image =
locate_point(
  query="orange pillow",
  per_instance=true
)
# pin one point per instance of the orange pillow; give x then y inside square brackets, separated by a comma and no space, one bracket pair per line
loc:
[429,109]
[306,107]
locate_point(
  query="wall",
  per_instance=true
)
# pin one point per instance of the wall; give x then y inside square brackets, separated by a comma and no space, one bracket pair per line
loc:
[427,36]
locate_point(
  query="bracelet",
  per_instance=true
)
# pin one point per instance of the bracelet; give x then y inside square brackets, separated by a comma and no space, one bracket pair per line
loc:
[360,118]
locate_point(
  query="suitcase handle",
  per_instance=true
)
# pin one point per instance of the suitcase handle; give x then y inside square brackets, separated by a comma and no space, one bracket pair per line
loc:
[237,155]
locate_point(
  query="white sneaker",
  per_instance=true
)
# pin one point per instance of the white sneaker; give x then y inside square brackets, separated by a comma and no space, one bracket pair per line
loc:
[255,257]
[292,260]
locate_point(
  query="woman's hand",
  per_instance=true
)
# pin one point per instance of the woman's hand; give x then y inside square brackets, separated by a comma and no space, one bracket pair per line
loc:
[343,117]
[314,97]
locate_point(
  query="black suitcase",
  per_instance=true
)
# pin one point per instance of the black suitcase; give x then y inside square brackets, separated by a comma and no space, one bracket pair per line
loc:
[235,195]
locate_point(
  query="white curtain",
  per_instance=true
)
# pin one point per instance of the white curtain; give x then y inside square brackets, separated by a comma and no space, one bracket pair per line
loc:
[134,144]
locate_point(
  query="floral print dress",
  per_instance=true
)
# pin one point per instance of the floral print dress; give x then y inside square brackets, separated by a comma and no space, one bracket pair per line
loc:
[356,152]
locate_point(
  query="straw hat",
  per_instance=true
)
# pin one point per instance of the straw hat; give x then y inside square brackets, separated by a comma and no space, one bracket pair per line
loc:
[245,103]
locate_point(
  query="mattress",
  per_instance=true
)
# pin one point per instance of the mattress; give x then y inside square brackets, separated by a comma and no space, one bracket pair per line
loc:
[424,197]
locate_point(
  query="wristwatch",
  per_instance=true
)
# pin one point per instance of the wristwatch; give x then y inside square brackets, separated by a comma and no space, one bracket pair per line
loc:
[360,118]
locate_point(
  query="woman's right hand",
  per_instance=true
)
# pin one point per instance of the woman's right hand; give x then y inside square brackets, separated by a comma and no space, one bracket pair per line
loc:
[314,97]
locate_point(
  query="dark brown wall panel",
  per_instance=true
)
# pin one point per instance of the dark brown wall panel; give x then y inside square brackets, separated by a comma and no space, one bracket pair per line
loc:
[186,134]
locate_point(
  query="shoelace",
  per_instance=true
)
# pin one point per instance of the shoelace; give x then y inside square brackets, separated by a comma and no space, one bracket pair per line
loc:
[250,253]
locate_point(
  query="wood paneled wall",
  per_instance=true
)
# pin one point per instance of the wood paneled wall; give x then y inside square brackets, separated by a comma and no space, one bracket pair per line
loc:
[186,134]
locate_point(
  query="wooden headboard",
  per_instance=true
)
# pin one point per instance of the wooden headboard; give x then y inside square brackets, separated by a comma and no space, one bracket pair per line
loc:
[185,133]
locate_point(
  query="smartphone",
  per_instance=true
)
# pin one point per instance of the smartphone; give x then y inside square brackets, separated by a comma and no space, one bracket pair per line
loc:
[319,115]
* * *
WHAT IS BEING ASKED
Print the records once more, exactly as they were given.

COMPLETE RESPONSE
image =
locate_point(
  query="orange pillow",
  per_instance=true
)
# pin one point per instance of the orange pillow; give x then y inside square brackets, separated by a comma and no space, one bracket pair per line
loc:
[429,109]
[306,107]
locate_point(
  query="wall",
  per_instance=true
)
# pin one point per instance of the wall; give x then y inside square brackets, separated by a comma and no space, one bracket pair per line
loc:
[427,36]
locate_point(
  query="bracelet",
  per_instance=true
)
# pin one point per instance of the bracelet; give x then y inside square brackets, separated by a comma and no space, one bracket pair per line
loc:
[360,118]
locate_point(
  query="suitcase handle",
  per_instance=true
)
# pin one point per instance of the suitcase handle; give x then y inside square brackets, separated by a comma and no space, one bracket pair per line
loc:
[237,155]
locate_point(
  query="white sneaker",
  per_instance=true
)
# pin one point per instance of the white sneaker; give x then y inside square brackets, separated by a comma and no space, one bracket pair per line
loc:
[255,257]
[292,260]
locate_point(
  query="woman's hand",
  per_instance=true
)
# pin one point per instance of the woman's hand; give x then y inside square brackets, separated by a comma and no space, one bracket pair per line
loc:
[343,117]
[314,97]
locate_point(
  query="black suitcase",
  per_instance=true
)
# pin one point per instance of the black suitcase; give x then y inside square brackets, separated by a comma and no space, one bracket pair per line
loc:
[235,195]
locate_point(
  query="white curtain",
  per_instance=true
)
# pin one point per instance of the white curtain; give x then y inside square brackets, separated by a comma and no space, one bracket pair per line
loc:
[134,144]
locate_point(
  query="floral print dress",
  per_instance=true
)
# pin one point per instance of the floral print dress; give x then y inside square brackets, separated by a comma and no space, one bracket pair per line
loc:
[356,152]
locate_point(
  query="straw hat",
  per_instance=true
)
# pin one point per instance of the straw hat; give x then y inside square brackets, separated by a comma and no space, one bracket pair per line
loc:
[245,103]
locate_point(
  query="mattress",
  per_instance=true
)
# pin one point per instance of the mattress; give x then y inside square brackets, separated by a comma and no space, one bracket pair per line
loc:
[424,197]
locate_point(
  query="wristwatch",
  per_instance=true
)
# pin one point per instance of the wristwatch; give x then y inside square brackets, separated by a comma and no space, one bracket pair per line
loc:
[360,118]
locate_point(
  query="woman's right hand",
  per_instance=true
)
# pin one point per instance of the woman's right hand; give x then y inside square brackets, separated by a comma and no space, one bracket pair per line
loc:
[314,97]
locate_point(
  query="dark brown wall panel",
  per_instance=true
)
# pin one point per instance of the dark brown wall panel; give x then y inside square brackets, separated by a comma and no space, one bracket pair per line
loc:
[186,134]
locate_point(
  query="shoelace",
  per_instance=true
)
# pin one point per instance of the shoelace; give x then y inside square brackets, separated by a comma and no space, one bracket pair per line
loc:
[250,253]
locate_point(
  query="wood paneled wall",
  per_instance=true
)
# pin one point per instance of the wood paneled wall; give x then y inside square brackets, separated by a comma and no space, one bracket pair per line
loc:
[186,134]
locate_point(
  query="wooden headboard",
  per_instance=true
)
# pin one point per instance of the wooden headboard; give x then y inside square brackets, separated by a comma and no space, one bracket pair per line
loc:
[185,133]
locate_point(
  query="smartphone",
  per_instance=true
)
# pin one point per instance of the smartphone; give x then y inside square brackets, separated by a comma and no space, one bracket pair per line
loc:
[319,115]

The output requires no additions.